- _Task statement_
From the line holding "If you could place a marker on the grass in" to the final line of the entries, set down each line exactly, including both, and nothing more.

# # # # # # #

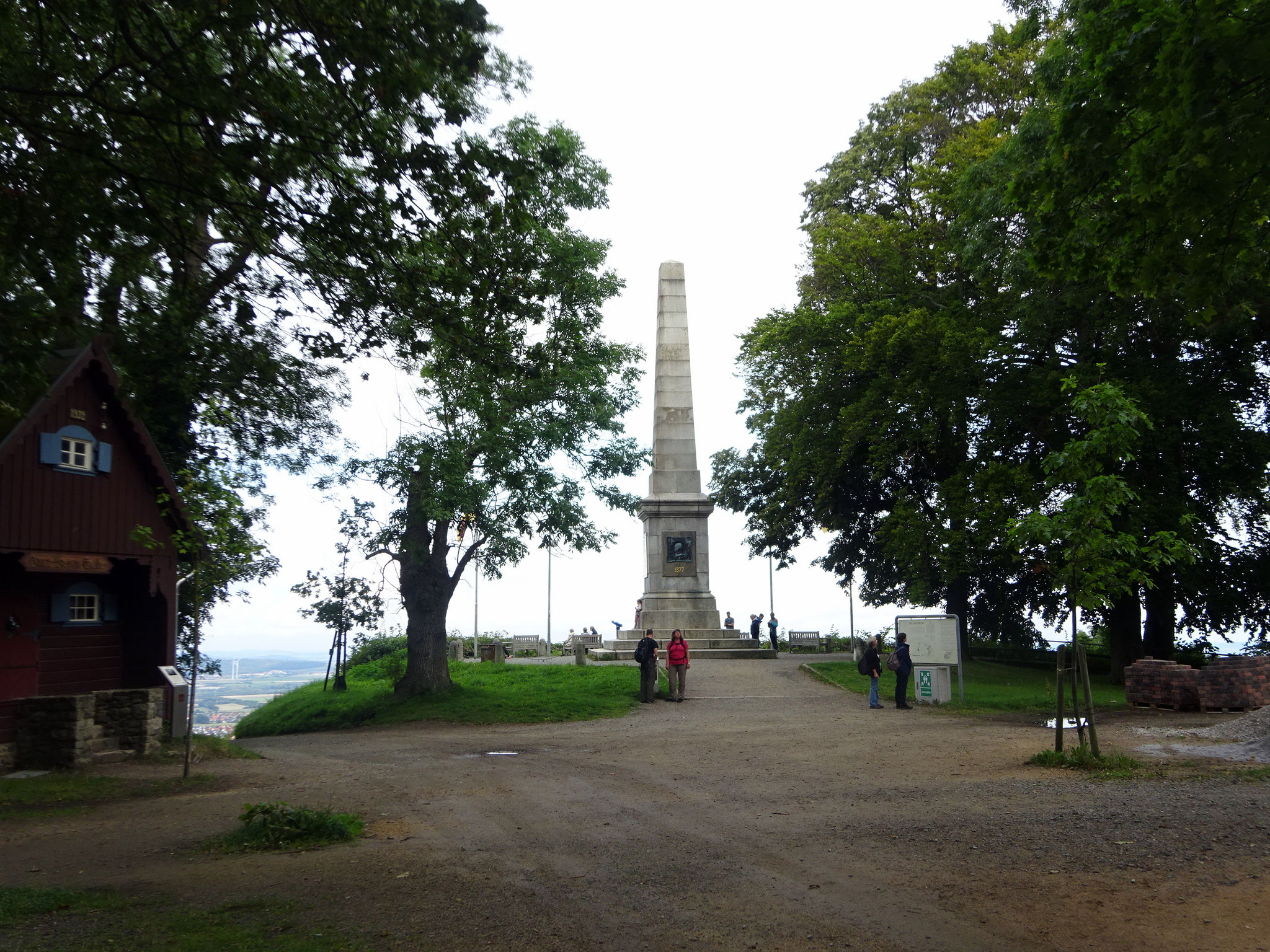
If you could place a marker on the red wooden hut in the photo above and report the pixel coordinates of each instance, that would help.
(84, 607)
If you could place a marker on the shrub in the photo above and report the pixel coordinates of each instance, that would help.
(366, 650)
(278, 826)
(389, 667)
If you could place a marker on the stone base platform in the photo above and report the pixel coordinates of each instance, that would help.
(703, 643)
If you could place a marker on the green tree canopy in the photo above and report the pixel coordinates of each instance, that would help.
(520, 395)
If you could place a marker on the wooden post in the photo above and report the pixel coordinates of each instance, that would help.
(1059, 695)
(1089, 700)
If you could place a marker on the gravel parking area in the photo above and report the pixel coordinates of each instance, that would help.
(770, 811)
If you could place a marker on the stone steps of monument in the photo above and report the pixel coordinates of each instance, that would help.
(694, 644)
(703, 654)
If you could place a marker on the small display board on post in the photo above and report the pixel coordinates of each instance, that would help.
(934, 640)
(179, 700)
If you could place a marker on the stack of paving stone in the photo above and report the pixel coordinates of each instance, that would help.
(1155, 683)
(1235, 682)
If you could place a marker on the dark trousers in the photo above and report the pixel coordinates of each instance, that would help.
(648, 681)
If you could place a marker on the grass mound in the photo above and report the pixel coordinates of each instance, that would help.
(990, 685)
(482, 694)
(278, 826)
(1081, 758)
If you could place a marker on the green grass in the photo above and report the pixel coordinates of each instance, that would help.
(95, 922)
(63, 792)
(990, 685)
(280, 826)
(482, 694)
(20, 902)
(1081, 758)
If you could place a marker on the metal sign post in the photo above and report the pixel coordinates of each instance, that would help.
(935, 640)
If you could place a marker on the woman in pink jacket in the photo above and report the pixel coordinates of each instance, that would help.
(677, 664)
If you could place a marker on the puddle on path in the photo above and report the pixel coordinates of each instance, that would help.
(1249, 752)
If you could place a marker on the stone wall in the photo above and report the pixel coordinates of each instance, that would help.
(56, 731)
(131, 716)
(78, 730)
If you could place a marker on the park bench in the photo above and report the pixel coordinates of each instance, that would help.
(802, 639)
(588, 640)
(525, 643)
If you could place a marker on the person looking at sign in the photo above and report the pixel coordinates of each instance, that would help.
(677, 664)
(873, 664)
(904, 667)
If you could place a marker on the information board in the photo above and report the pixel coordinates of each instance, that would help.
(931, 638)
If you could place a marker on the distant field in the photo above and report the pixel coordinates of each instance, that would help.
(990, 685)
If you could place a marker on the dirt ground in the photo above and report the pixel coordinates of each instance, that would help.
(769, 811)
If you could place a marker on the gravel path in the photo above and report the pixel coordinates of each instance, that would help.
(770, 811)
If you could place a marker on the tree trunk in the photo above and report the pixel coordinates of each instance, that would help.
(959, 603)
(426, 591)
(426, 597)
(1161, 617)
(1124, 633)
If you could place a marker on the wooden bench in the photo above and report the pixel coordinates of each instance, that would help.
(802, 639)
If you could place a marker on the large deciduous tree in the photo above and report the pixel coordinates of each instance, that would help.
(202, 179)
(1143, 167)
(874, 399)
(520, 394)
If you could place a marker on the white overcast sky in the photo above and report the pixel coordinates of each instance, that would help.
(710, 117)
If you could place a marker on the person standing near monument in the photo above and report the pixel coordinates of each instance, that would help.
(646, 653)
(677, 664)
(902, 671)
(873, 664)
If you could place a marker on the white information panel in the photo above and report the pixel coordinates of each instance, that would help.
(931, 638)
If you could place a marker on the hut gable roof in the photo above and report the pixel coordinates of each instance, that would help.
(42, 508)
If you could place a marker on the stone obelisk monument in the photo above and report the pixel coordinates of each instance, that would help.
(675, 512)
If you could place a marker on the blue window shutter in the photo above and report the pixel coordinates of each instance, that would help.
(60, 609)
(50, 448)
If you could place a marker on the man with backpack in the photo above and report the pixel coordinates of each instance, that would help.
(646, 653)
(870, 666)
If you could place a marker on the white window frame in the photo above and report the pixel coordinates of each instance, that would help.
(75, 447)
(84, 609)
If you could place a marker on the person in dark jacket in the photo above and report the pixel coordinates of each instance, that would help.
(906, 668)
(873, 662)
(646, 653)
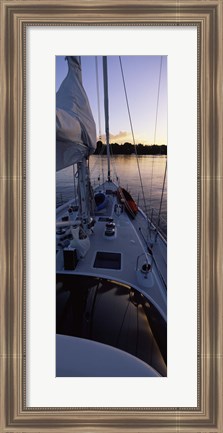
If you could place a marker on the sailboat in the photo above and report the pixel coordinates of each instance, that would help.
(111, 259)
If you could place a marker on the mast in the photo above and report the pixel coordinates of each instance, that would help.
(105, 76)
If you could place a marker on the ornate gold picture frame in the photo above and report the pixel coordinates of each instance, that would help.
(16, 16)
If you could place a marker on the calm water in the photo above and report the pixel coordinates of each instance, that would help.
(152, 170)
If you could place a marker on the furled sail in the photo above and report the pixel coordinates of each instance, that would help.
(75, 126)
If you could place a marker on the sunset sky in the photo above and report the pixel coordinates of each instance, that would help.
(147, 101)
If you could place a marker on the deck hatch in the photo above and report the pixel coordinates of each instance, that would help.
(107, 260)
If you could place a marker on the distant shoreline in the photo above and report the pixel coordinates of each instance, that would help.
(129, 149)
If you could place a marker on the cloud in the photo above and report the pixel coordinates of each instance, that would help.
(122, 137)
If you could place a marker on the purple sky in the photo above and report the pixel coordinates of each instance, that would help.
(142, 83)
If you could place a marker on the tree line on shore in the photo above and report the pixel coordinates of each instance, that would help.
(129, 148)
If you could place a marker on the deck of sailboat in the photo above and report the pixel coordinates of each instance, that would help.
(123, 254)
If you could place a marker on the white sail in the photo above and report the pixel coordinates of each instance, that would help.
(75, 126)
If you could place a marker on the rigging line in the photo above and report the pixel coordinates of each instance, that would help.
(114, 166)
(154, 141)
(161, 198)
(98, 97)
(133, 137)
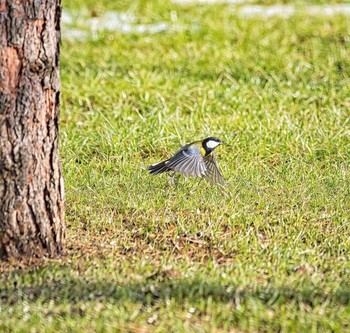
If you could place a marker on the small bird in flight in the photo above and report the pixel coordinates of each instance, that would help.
(195, 159)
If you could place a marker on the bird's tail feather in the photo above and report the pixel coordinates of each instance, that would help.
(158, 168)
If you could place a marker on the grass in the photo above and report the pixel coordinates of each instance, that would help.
(143, 255)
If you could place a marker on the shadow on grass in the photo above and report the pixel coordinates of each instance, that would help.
(160, 289)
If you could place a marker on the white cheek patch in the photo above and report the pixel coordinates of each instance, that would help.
(212, 144)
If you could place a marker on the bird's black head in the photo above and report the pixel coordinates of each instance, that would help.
(209, 144)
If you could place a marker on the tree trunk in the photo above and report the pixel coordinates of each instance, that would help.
(31, 184)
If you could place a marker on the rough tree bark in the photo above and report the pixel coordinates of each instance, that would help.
(31, 184)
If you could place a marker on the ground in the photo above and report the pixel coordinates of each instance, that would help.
(270, 252)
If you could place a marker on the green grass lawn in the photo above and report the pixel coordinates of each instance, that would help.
(269, 254)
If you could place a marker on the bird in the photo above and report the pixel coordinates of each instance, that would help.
(194, 159)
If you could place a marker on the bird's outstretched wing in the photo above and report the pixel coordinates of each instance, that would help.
(213, 173)
(188, 162)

# # # # # # #

- _Task response_
If you could place a marker on the grass in the photo above and report the pixel coordinates of each instance, that would help.
(143, 255)
If you could place a marker on the shadow on grass in the photo above and report the pixel coordinates of each instance, that would help.
(160, 289)
If you could place a marker on the white cheek patch in the photo above and report the pixel coordinates of each instance, that would help.
(212, 144)
If you could place a marker on the bird's black head in the photo above and report the pixel coordinates of each instance, that would help.
(209, 144)
If you could place a marker on the tree trunk in the photo above and report the pixel coordinates of each instance, that would help.
(31, 184)
If you could place a marker on the rough tree bark in the photo above and report the pixel coordinates of each instance, that would help.
(31, 184)
If you could place a marker on the ground in the photo above and report the pixel coordinates of each instance, that would help.
(270, 252)
If you could place a marker on the green grass lawn in the photo above and report the pixel coordinates of each instance, that would help.
(269, 254)
If you could place a marker on the bird in the photo above and report the pixel coordinates of each instance, that would help.
(194, 159)
If you could place a marker on the bird's outstretched wing in the photo above and report the pixel coordinates of each instance, that would help.
(213, 173)
(188, 162)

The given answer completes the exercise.